#### [What you need to do]
All of the records must be repeated exactly.

#### [Information supplied]
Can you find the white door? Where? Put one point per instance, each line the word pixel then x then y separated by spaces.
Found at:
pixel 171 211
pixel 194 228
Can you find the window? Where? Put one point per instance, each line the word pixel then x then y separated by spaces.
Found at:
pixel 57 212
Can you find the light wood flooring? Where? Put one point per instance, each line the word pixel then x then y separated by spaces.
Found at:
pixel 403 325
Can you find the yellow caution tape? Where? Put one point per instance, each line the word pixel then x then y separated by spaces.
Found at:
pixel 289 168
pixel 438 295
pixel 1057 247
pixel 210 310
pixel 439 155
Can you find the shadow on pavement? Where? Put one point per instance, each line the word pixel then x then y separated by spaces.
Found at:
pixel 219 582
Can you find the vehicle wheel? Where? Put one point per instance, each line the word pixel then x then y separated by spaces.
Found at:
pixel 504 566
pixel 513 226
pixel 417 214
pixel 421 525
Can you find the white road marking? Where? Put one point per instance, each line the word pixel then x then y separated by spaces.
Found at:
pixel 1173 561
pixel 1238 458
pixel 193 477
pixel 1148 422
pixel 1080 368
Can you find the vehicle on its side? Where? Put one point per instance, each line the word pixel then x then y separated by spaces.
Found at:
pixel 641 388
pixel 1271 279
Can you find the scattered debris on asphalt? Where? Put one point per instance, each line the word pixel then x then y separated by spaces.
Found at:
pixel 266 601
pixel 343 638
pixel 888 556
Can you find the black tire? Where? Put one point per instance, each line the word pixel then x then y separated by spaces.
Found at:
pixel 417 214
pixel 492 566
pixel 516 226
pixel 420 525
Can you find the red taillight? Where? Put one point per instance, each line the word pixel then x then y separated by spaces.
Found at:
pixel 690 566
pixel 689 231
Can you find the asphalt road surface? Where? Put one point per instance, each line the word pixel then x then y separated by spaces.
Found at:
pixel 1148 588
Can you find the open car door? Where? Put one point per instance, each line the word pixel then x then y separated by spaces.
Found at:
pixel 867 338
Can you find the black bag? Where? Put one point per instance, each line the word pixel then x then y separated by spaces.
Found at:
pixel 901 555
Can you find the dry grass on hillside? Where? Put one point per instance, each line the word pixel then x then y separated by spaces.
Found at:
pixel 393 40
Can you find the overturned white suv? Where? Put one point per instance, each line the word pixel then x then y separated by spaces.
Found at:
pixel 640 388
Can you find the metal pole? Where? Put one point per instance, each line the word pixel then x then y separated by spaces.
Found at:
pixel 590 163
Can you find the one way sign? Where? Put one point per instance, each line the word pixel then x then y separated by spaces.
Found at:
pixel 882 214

#### [Result for this task]
Can you find the white door? Where? Put one point per instance, each line the word pixel then x then y separated by spaces.
Found at:
pixel 171 211
pixel 194 228
Can you find the window? Where? Put one point per instance, each line the word pixel then x then y separated by spaces.
Found at:
pixel 57 212
Can you find the light wood flooring? Where? Put one point per instance, each line the word pixel then x then y separated by spaces.
Found at:
pixel 403 325
Can you find the yellow caution tape? Where? Put one point per instance, each line the word pixel then x then y separated by spaces.
Found at:
pixel 289 168
pixel 438 295
pixel 1057 247
pixel 210 310
pixel 439 155
Can you find the shadow on pavement? Where? Put one point per instance, each line the word pixel then x then y separated by spaces.
Found at:
pixel 219 582
Can you find the vehicle wheel? Where? Put one point per instance, each line the word pixel then x then y separated by spaces.
Found at:
pixel 504 566
pixel 513 226
pixel 417 214
pixel 421 525
Can you find the white road marking? Where? Put one point per instance, each line the word pixel then x then y separated by spaces.
Found at:
pixel 1173 561
pixel 1238 458
pixel 193 477
pixel 1148 422
pixel 1080 368
Can you find the vehicle on its side? Where? Put one point per instance, each line the word pixel then x then y separated by spaces.
Found at:
pixel 641 388
pixel 1271 279
Can you find the scattered debris on asphalt? Where? Put one point per instance, each line the word pixel then x then y separated by spaces.
Found at:
pixel 266 601
pixel 343 638
pixel 888 556
Can you find the black tire? Where? Put one point per instance, each line the word pixel then x then y separated by spaces.
Found at:
pixel 417 214
pixel 492 566
pixel 516 226
pixel 420 525
Can you find the red taillight? Where? Put one point per instance, each line the word pixel then x then y separated by spaces.
Found at:
pixel 690 566
pixel 689 231
Can you find the asphalt road surface? Where? Put one point per instance, each line the word pixel then x then y separated by spaces.
Found at:
pixel 1148 588
Can you find the open car door? Where? Put one point per instance, each line the word pixel then x then y separated by spaces.
Found at:
pixel 867 338
Can you find the black bag? Where? Put one point per instance, each line the word pixel then x then y separated by spaces.
Found at:
pixel 901 555
Can you find the dry grass on hillside? Where? Put one point per instance, each line the word pixel then x then y separated by spaces.
Found at:
pixel 393 40
Can you find the overturned white suv? Where? Put one point per instance, each line the word pixel then x then y separated by spaces.
Found at:
pixel 640 388
Can you find the metal pole? Where? Put one point per instance, each line the word pixel then x then y separated by spaces.
Found at:
pixel 590 163
Can you find the one way sign? Where? Put one point per instance, each line the word pixel then x then y separated by spaces.
Found at:
pixel 882 214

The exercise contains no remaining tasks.